The listing below is to be output in its exact form.

--- Start of INPUT FOR THIS TASK ---

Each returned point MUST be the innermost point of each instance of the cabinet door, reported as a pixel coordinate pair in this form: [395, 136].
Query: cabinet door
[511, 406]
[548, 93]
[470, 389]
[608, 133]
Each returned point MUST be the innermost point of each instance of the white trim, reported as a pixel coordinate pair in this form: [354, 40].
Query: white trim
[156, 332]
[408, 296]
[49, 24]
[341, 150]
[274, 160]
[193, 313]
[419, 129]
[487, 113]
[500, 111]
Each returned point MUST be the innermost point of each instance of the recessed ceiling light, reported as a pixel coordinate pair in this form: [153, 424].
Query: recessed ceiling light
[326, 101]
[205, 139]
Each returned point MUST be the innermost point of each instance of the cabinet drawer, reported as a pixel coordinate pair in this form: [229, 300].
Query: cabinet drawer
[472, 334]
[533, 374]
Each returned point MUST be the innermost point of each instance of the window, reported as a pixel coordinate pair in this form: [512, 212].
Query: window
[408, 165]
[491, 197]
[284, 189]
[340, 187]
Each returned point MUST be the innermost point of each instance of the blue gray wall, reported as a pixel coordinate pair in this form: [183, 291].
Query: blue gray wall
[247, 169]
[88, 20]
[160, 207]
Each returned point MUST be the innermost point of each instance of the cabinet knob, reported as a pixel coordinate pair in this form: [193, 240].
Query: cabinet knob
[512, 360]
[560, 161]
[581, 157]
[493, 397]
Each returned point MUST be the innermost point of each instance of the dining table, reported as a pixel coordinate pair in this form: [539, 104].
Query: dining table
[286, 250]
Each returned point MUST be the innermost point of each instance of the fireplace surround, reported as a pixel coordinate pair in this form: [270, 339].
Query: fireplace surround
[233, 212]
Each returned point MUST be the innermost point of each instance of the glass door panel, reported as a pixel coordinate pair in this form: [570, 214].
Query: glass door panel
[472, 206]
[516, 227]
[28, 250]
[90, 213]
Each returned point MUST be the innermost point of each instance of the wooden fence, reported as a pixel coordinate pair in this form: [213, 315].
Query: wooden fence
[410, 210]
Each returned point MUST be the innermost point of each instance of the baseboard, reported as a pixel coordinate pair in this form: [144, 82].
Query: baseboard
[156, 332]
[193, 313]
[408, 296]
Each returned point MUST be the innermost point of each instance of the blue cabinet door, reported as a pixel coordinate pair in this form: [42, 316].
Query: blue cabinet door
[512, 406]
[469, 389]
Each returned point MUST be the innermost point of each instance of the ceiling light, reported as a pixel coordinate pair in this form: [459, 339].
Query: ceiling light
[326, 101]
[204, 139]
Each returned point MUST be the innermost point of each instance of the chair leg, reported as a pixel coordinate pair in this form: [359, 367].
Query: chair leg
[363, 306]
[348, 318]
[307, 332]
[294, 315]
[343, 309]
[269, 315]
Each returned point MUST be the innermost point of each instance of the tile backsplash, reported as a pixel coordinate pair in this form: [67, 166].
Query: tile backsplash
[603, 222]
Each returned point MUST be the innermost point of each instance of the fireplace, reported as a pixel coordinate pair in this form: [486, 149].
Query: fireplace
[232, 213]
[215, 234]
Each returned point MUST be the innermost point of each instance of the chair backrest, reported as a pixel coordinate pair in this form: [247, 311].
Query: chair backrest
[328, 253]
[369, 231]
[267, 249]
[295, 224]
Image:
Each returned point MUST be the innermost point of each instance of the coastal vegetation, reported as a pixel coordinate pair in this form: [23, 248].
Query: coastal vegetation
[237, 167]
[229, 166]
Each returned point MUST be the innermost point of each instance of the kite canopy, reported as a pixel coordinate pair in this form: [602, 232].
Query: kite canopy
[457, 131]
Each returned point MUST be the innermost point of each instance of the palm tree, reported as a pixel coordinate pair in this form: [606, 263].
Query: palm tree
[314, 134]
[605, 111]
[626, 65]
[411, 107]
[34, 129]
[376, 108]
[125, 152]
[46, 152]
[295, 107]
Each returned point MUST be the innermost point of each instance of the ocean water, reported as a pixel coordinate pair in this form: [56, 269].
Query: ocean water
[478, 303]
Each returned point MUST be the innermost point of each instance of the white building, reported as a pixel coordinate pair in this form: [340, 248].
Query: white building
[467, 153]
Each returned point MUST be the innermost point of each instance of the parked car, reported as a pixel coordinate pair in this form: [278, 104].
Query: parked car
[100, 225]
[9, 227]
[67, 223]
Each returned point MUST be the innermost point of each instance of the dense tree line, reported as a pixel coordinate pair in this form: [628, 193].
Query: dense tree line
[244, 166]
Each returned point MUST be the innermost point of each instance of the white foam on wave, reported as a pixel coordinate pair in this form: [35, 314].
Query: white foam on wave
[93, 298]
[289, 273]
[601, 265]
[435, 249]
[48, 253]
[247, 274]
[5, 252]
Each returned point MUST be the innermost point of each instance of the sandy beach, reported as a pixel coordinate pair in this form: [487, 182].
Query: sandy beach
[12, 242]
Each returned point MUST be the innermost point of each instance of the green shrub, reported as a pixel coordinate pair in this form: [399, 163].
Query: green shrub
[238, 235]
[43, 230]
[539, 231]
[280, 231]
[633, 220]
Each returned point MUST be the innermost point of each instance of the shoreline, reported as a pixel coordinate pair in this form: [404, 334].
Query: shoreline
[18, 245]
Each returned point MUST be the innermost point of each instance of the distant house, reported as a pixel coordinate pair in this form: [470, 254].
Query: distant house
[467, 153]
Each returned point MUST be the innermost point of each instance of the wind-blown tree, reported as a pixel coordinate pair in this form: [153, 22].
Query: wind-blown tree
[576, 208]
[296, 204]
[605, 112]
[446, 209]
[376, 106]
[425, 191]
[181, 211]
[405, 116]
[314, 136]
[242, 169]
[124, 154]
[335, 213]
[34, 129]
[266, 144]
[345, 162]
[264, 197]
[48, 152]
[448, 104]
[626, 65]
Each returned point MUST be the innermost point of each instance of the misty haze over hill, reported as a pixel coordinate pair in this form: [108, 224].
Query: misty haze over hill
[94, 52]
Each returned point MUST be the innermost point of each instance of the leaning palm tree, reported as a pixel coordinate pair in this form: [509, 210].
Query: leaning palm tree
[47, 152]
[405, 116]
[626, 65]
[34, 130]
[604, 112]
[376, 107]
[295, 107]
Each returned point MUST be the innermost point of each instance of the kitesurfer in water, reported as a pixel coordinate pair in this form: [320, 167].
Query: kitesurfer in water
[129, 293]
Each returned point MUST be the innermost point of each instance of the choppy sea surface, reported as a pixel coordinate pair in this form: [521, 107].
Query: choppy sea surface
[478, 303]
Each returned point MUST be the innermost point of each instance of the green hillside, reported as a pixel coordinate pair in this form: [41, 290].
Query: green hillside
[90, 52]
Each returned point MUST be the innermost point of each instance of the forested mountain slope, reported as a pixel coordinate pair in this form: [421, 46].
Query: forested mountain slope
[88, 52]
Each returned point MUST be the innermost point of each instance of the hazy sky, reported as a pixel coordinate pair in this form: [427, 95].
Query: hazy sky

--- End of INPUT FOR THIS TASK ---

■ REPLY:
Each returned point MUST be the innermost point of each instance of the cabinet door, reported as a pixel coordinate pair in this form: [395, 136].
Query: cabinet door
[511, 406]
[548, 93]
[470, 389]
[608, 133]
Each returned point MUST be the innermost point of each instance of the white trim, reported as a pixel coordinate pair in this form: [354, 40].
Query: white trim
[156, 332]
[408, 296]
[49, 24]
[341, 150]
[274, 160]
[193, 313]
[419, 129]
[487, 113]
[500, 111]
Each returned point MUST be the innermost point of each instance of the recessed ceiling light, reported as a pixel coordinate pair in this form: [153, 424].
Query: recessed ceiling light
[326, 101]
[205, 139]
Each returned point MUST be the innermost point of each instance of the cabinet drawer, reported as a pixel coordinate pair in this form: [229, 300].
Query: cabinet drawer
[472, 334]
[533, 374]
Each returned point MUST be the innermost point of each instance of the window, reported as a pixel coordinate pair in this form: [512, 212].
Query: window
[408, 165]
[491, 197]
[284, 189]
[340, 187]
Each returned point MUST be the innermost point of each instance of the blue gray wall, reported as a pixel coordinate pair in this form: [183, 291].
Query: blue gray wall
[247, 169]
[88, 20]
[160, 207]
Each returned point MUST be the innermost point of each instance of the cabinet knob, reported as a pixel coordinate pair in this form: [193, 240].
Query: cabinet knob
[512, 360]
[560, 161]
[581, 157]
[493, 397]
Each returned point MUST be the innermost point of each instance of the dining table, reported as a pixel coordinate pair in this form: [539, 104].
Query: dining table
[286, 250]
Each returned point MUST be the innermost point of each instance of the fireplace surround, reported as a pixel coordinate pair in this form: [270, 339].
Query: fireplace surround
[233, 212]
Each returned point MUST be the innermost point of each instance of the glass door panel, reported as a pixel coordinate pair in this form: [570, 214].
Query: glass door panel
[472, 206]
[516, 227]
[28, 250]
[90, 213]
Each returned point MUST be the innermost point of each instance of the wooden fence, reported as a pixel coordinate pair in this form: [213, 315].
Query: wooden fence
[410, 210]
Each returned point MUST be the innermost point of each instance of the baseboard, reported as a pixel coordinate pair in this form: [144, 82].
Query: baseboard
[156, 332]
[193, 313]
[408, 296]
Each returned point MUST be the innermost point of each instance of the blue cabinet door, reported as a pixel coordinate pair in this form: [42, 316].
Query: blue cabinet door
[512, 406]
[469, 389]
Each returned point MUST be the innermost point of each instance of the ceiling light, reported as a pixel coordinate pair in this form: [459, 339].
Query: ceiling light
[326, 101]
[204, 139]
Each returned point MUST be the innermost point of each instance of the chair leg, reported as a pixel coordinate pair in this form: [359, 367].
Query: chair leg
[363, 306]
[348, 318]
[307, 332]
[294, 315]
[343, 309]
[269, 315]
Each returned point MUST be the innermost point of each instance of the tile backsplash, reported as a pixel coordinate pair in this form: [67, 166].
Query: tile backsplash
[603, 222]
Each returned point MUST be the innermost point of each instance of the fireplace, reported as a pixel coordinate pair in this form: [486, 149].
Query: fireplace
[232, 213]
[215, 234]
Each returned point MUST be the innermost point of each instance of the chair backrest, reported as a pixel coordinate pair in this form: [247, 311].
Query: chair backrest
[328, 253]
[369, 231]
[267, 249]
[295, 224]
Image:
Each returned point MUST be the innermost point of each instance of the coastal vegetation, reported as a pixel coordinate pair in this form: [23, 248].
Query: coastal vegetation
[237, 167]
[229, 166]
Each returned point MUST be the innermost point of each instance of the kite canopy, reported as a pixel coordinate pair in this form: [602, 232].
Query: kite canopy
[457, 131]
Each returned point MUST be the innermost point of each instance of the palm tree, reported as a pixel coordinate pair in this form: [606, 263].
Query: palm tree
[314, 134]
[605, 111]
[626, 65]
[411, 107]
[34, 129]
[376, 108]
[125, 152]
[46, 152]
[295, 107]
Each returned point MUST be the innermost point of each instance of the ocean water, reported as a pixel coordinate pair in this form: [56, 269].
Query: ocean water
[478, 303]
Each returned point MUST be the innermost point of each instance of the white building, reported as a pixel coordinate pair in this form: [340, 248].
Query: white building
[467, 153]
Each returned point MUST be the innermost point of each instance of the parked car, reported as a pixel coordinate pair in this form: [278, 104].
Query: parked car
[100, 225]
[9, 227]
[67, 223]
Each returned point MUST be the innermost point of each instance of the dense tree line, reported as a pixel coordinate pair in this form: [628, 193].
Query: dense tree line
[244, 166]
Each returned point MUST be the innermost point of each instance of the white foam on wave, reported as a pixel coordinate pair in this form: [35, 314].
Query: white foam on wave
[93, 298]
[289, 273]
[601, 265]
[435, 249]
[48, 253]
[247, 274]
[5, 252]
Each returned point MUST be the innermost point of each instance of the sandy beach, reported as a pixel coordinate pair in this form: [487, 182].
Query: sandy beach
[12, 242]
Each returned point MUST be the innermost point of each instance of the green shrub, reported as a pixel coordinate pair in this form: [399, 163].
Query: green shrub
[238, 235]
[43, 230]
[539, 231]
[280, 231]
[633, 220]
Each returned point MUST be the innermost point of each instance of the shoreline, reported as a pixel coordinate pair in this form: [404, 334].
Query: shoreline
[18, 245]
Each returned point MUST be the innermost point of each instance of the distant house, reported as a pixel coordinate pair in this form: [470, 254].
Query: distant house
[467, 153]
Each returned point MUST be the innermost point of each instance of the wind-blown tree, reported as a pixel coordinate pair in this form: [153, 22].
Query: wind-blown tree
[576, 208]
[296, 204]
[605, 112]
[446, 209]
[376, 106]
[425, 191]
[181, 211]
[405, 116]
[314, 136]
[242, 169]
[124, 154]
[335, 213]
[34, 129]
[266, 144]
[345, 162]
[264, 197]
[48, 152]
[448, 104]
[626, 65]
Each returned point MUST be the innermost point of each instance of the misty haze over hill, reported as a pixel coordinate pair in this form: [108, 224].
Query: misty haze over hill
[94, 52]
Each returned point MUST be the innermost point of each instance of the leaning palm tree, reported as a pixel coordinate pair in this form: [509, 210].
Query: leaning palm tree
[47, 152]
[405, 116]
[626, 65]
[34, 130]
[604, 112]
[376, 107]
[295, 107]
Each returned point MUST be the innermost point of each instance of the kitesurfer in water, reported as a pixel coordinate pair in this form: [320, 167].
Query: kitesurfer in water
[129, 293]
Each returned point MUST be the innermost point of each instance of the choppy sea surface, reported as a pixel coordinate pair in this form: [521, 107].
Query: choppy sea surface
[478, 303]
Each returned point MUST be the innermost point of each instance of the green hillside, reported as a pixel coordinate pair in this form: [41, 290].
Query: green hillside
[90, 52]
Each returned point MUST be the innermost point of each instance of the forested mountain slope, reported as a pixel coordinate pair in this form: [421, 46].
Query: forested mountain slope
[88, 52]
Each returned point MUST be the innermost point of each instance of the hazy sky, reported as a pixel coordinate pair in this form: [427, 95].
Query: hazy sky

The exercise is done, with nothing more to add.